▸ SET TASK:
Report every line in the records containing the string "arched", copying each line in full.

▸ MATERIAL TO PROCESS:
╭──
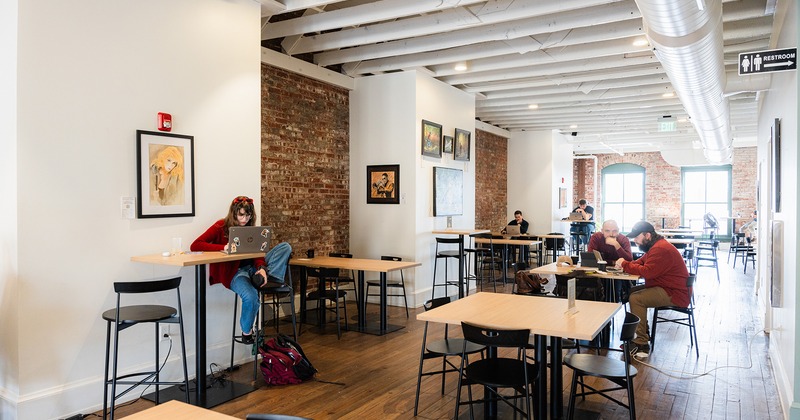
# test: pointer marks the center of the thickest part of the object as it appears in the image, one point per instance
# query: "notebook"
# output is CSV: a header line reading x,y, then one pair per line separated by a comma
x,y
512,230
245,239
575,216
590,259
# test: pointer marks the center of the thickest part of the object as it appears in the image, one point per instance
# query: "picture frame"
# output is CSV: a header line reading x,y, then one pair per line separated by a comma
x,y
448,191
164,174
383,184
461,146
431,139
447,147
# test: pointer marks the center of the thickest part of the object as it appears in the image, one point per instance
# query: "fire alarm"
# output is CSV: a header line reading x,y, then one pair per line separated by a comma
x,y
164,121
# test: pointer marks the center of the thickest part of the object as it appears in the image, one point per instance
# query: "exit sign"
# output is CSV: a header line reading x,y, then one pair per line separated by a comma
x,y
767,61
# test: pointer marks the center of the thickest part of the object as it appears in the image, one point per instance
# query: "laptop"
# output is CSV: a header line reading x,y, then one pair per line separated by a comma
x,y
513,230
590,259
575,216
246,239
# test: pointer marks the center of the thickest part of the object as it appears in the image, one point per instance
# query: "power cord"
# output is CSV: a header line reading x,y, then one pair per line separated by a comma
x,y
685,375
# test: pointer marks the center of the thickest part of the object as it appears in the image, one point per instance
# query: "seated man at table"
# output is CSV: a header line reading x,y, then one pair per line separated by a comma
x,y
523,229
613,245
665,275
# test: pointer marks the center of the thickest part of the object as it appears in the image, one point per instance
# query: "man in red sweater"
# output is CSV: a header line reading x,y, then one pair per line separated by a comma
x,y
664,275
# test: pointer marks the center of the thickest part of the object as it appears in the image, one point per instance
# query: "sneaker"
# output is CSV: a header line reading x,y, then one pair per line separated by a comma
x,y
641,351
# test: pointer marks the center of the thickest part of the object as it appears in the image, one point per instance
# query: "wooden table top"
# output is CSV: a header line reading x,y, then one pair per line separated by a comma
x,y
176,410
542,315
459,231
362,264
556,268
190,259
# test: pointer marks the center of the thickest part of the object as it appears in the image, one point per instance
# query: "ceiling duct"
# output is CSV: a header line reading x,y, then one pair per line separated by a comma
x,y
686,36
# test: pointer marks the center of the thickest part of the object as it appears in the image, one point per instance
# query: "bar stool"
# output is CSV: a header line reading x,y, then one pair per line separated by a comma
x,y
445,254
124,317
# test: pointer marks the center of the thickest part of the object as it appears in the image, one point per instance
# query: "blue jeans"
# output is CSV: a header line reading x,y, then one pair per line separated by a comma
x,y
277,260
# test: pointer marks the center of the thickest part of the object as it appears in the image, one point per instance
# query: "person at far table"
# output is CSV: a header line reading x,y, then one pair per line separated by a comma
x,y
612,246
665,275
246,276
523,229
582,229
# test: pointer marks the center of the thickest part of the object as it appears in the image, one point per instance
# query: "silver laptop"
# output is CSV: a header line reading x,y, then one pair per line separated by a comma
x,y
246,239
575,216
512,230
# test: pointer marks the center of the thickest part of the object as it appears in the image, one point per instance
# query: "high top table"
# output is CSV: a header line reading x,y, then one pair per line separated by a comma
x,y
460,233
360,265
543,317
200,261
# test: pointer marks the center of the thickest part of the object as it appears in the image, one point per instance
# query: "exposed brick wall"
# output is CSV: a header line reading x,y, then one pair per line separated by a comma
x,y
305,156
663,183
491,174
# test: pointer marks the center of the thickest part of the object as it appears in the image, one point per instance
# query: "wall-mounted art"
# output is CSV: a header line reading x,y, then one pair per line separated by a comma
x,y
431,139
448,191
383,184
164,174
461,145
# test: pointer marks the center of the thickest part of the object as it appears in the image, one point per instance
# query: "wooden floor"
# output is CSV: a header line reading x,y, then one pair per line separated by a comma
x,y
375,377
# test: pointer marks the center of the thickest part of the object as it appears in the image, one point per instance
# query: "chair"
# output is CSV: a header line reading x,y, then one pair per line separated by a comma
x,y
124,317
401,284
445,254
687,320
443,348
497,372
620,372
708,254
322,295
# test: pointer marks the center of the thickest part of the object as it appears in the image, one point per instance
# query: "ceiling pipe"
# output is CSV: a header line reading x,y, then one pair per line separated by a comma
x,y
688,43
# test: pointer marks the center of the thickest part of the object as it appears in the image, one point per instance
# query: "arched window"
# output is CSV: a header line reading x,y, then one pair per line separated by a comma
x,y
623,194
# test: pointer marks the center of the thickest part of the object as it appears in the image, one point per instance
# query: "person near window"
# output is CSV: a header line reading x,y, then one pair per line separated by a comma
x,y
612,246
665,275
245,275
523,229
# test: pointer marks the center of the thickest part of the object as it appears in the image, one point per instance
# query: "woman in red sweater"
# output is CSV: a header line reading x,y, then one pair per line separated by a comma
x,y
245,275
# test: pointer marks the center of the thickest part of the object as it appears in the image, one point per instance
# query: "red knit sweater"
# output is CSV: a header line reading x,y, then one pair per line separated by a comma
x,y
663,266
214,239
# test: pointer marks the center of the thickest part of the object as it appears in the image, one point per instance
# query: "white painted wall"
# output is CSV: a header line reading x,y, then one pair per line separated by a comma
x,y
781,102
90,74
537,163
9,306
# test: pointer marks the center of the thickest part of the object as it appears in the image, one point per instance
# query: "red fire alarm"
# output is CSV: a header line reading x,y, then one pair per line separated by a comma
x,y
164,121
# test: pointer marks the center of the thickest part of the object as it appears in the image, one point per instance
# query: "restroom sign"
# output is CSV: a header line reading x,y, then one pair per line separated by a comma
x,y
767,61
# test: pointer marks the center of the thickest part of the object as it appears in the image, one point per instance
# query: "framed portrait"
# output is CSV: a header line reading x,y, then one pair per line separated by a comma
x,y
164,174
431,139
448,144
383,184
448,191
461,145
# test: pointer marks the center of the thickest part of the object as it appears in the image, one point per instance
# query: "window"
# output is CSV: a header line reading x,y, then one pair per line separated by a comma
x,y
623,194
706,189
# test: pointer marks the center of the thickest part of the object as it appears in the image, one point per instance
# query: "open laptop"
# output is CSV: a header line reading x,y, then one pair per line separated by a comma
x,y
513,230
590,259
575,216
245,239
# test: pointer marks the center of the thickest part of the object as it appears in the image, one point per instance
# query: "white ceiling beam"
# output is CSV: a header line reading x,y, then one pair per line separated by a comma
x,y
446,21
495,32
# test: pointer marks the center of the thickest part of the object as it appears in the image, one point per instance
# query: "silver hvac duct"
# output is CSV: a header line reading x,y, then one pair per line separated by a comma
x,y
686,36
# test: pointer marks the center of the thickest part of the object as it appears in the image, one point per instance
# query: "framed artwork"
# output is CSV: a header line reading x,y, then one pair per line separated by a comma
x,y
448,144
383,184
461,146
431,139
448,191
164,174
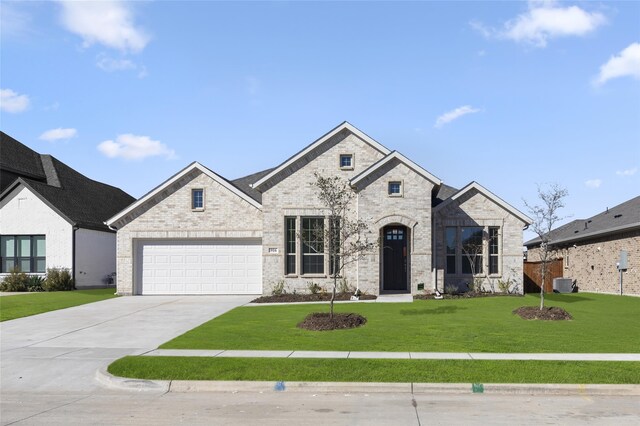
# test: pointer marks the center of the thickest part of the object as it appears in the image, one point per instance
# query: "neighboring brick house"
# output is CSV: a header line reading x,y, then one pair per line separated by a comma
x,y
52,216
590,249
198,233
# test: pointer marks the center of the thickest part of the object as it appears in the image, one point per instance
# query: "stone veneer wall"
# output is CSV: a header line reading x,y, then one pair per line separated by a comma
x,y
475,209
225,216
295,196
592,263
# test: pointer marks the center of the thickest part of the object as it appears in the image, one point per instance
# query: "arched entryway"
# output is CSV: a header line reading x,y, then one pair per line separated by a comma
x,y
395,258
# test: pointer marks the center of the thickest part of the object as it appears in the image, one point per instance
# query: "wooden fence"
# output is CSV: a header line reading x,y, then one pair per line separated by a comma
x,y
533,275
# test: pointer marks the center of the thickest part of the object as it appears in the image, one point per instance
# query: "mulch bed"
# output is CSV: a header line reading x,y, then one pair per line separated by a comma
x,y
320,321
467,295
552,313
319,297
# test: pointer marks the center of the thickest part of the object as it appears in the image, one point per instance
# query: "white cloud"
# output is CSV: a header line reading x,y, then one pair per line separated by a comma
x,y
627,63
107,63
58,134
133,147
110,23
448,117
593,183
544,21
11,101
628,172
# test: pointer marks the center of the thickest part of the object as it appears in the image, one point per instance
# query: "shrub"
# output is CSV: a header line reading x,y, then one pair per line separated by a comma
x,y
278,289
15,281
451,289
344,287
58,279
35,283
314,288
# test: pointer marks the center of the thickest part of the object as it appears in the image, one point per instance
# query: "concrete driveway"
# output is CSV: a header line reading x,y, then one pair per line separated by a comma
x,y
60,351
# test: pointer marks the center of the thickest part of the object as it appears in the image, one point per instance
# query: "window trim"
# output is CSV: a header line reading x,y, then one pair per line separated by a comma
x,y
33,258
303,272
400,184
193,207
351,156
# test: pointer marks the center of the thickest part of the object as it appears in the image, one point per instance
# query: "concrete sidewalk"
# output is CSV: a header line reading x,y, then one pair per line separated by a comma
x,y
396,355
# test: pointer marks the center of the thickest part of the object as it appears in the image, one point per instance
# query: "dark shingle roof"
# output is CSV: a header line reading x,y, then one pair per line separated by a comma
x,y
18,160
441,193
83,201
244,184
618,218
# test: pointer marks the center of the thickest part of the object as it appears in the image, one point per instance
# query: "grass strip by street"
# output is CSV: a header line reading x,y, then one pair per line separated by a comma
x,y
24,305
601,324
376,370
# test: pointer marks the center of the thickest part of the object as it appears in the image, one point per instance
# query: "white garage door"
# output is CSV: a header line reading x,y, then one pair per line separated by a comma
x,y
200,267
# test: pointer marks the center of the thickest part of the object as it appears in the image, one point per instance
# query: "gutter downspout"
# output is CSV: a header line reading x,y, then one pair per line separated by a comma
x,y
73,254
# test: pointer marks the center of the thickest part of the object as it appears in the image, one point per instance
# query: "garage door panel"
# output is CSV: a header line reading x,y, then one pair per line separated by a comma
x,y
211,267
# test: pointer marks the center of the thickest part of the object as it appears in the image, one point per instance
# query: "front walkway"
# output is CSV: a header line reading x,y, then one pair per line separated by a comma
x,y
395,355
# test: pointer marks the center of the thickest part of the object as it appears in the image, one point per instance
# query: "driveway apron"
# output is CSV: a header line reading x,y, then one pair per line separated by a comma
x,y
60,351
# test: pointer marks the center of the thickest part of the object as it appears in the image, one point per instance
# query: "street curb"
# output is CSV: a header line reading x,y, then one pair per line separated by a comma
x,y
106,379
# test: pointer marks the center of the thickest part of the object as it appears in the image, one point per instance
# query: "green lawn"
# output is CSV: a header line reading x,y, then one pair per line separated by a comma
x,y
602,323
375,370
24,305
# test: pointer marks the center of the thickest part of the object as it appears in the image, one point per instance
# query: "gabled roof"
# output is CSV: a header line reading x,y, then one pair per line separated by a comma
x,y
309,148
625,216
395,155
191,167
81,201
18,160
490,195
441,193
244,184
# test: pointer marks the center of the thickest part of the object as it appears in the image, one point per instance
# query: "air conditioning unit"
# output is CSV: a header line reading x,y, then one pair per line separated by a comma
x,y
562,285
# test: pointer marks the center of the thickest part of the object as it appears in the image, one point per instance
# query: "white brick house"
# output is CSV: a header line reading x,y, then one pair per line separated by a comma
x,y
198,233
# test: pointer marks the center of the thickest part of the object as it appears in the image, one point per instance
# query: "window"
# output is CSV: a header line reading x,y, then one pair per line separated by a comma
x,y
197,199
451,243
471,239
493,250
24,252
290,243
334,245
312,245
395,189
346,161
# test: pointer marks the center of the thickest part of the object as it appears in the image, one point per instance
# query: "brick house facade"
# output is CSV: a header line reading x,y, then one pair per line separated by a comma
x,y
198,233
591,248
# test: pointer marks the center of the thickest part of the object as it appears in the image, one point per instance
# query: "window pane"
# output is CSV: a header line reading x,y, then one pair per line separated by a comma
x,y
8,265
493,265
197,198
450,237
451,264
24,264
8,247
24,246
40,246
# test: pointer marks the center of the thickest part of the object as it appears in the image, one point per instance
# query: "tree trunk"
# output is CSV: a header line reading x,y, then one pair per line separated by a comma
x,y
544,276
333,297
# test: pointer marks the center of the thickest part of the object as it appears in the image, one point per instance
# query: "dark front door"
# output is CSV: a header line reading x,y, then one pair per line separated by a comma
x,y
394,258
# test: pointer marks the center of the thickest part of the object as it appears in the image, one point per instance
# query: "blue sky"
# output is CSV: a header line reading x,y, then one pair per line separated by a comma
x,y
510,94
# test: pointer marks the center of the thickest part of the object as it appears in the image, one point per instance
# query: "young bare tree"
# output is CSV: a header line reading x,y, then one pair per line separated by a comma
x,y
545,216
346,236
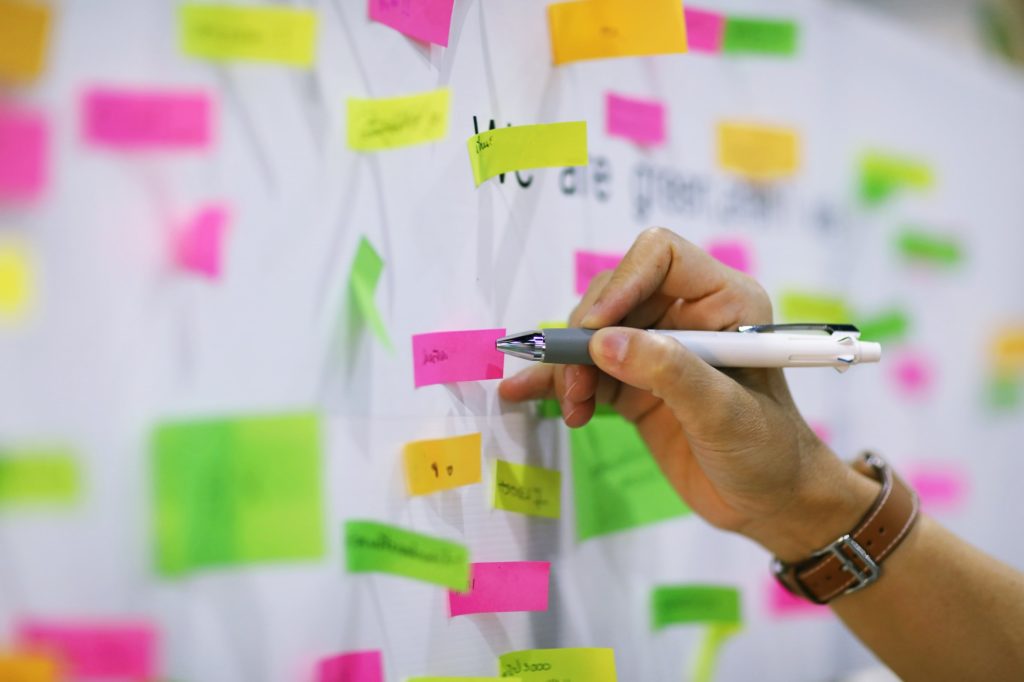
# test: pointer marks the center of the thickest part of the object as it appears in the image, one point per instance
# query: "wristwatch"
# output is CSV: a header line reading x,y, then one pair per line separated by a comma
x,y
854,560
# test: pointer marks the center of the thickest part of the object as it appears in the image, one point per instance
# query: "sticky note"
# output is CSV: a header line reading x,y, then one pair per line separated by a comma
x,y
441,464
517,147
199,245
373,547
24,150
363,281
758,152
591,263
681,604
351,667
235,33
442,357
91,650
25,29
615,481
502,587
587,30
429,20
751,35
237,491
527,489
394,122
704,30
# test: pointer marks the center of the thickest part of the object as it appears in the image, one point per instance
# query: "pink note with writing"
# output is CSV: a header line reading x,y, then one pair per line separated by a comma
x,y
503,586
428,20
442,357
96,650
591,263
24,154
146,119
641,121
351,667
704,30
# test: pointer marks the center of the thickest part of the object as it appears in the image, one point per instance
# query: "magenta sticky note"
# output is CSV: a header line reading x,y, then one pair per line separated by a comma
x,y
500,587
442,357
590,263
24,154
199,245
351,667
95,650
641,121
146,119
704,30
428,20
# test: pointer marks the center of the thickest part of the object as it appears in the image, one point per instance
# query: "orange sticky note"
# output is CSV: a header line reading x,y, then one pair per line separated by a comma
x,y
442,463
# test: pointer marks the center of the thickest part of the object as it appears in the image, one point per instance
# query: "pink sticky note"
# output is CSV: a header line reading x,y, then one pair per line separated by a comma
x,y
96,650
199,246
503,586
429,20
351,667
24,147
146,119
639,120
704,30
442,357
590,264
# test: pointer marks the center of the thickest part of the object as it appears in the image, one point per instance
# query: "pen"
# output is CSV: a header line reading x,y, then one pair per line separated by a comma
x,y
754,345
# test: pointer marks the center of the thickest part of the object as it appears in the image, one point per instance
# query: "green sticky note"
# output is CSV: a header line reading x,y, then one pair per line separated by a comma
x,y
373,547
615,481
238,491
38,475
681,604
750,35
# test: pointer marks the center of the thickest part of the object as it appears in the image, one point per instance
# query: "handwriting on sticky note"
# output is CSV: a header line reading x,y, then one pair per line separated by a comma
x,y
502,587
374,547
441,464
585,30
519,147
394,122
442,357
429,20
123,650
758,152
232,33
583,665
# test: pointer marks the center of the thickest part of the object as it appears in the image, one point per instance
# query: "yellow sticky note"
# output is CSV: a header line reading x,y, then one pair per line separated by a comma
x,y
392,122
527,489
233,33
442,463
543,145
596,29
25,29
757,152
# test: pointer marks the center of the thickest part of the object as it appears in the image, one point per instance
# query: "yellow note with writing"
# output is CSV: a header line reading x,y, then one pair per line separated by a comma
x,y
757,152
442,463
597,29
233,33
392,122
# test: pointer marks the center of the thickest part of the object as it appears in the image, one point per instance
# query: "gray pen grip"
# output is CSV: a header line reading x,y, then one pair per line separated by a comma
x,y
567,346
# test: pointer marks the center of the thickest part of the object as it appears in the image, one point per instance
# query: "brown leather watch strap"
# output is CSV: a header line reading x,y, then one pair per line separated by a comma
x,y
853,561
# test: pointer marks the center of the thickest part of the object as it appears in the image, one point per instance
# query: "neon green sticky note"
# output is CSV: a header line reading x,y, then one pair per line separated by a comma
x,y
527,489
517,147
681,604
238,491
394,122
235,33
373,547
583,665
616,484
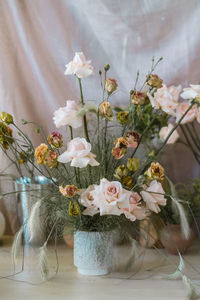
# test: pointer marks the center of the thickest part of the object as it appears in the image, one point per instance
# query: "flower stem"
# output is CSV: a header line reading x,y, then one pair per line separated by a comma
x,y
84,117
171,132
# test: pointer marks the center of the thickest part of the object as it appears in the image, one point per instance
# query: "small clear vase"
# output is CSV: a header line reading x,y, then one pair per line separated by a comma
x,y
93,252
30,191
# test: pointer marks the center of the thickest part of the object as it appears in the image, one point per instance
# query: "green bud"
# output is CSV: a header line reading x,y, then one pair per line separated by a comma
x,y
123,117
╰──
▸ EXERCISE RESPONSE:
# query: "arched window"
# query: "arched entryway"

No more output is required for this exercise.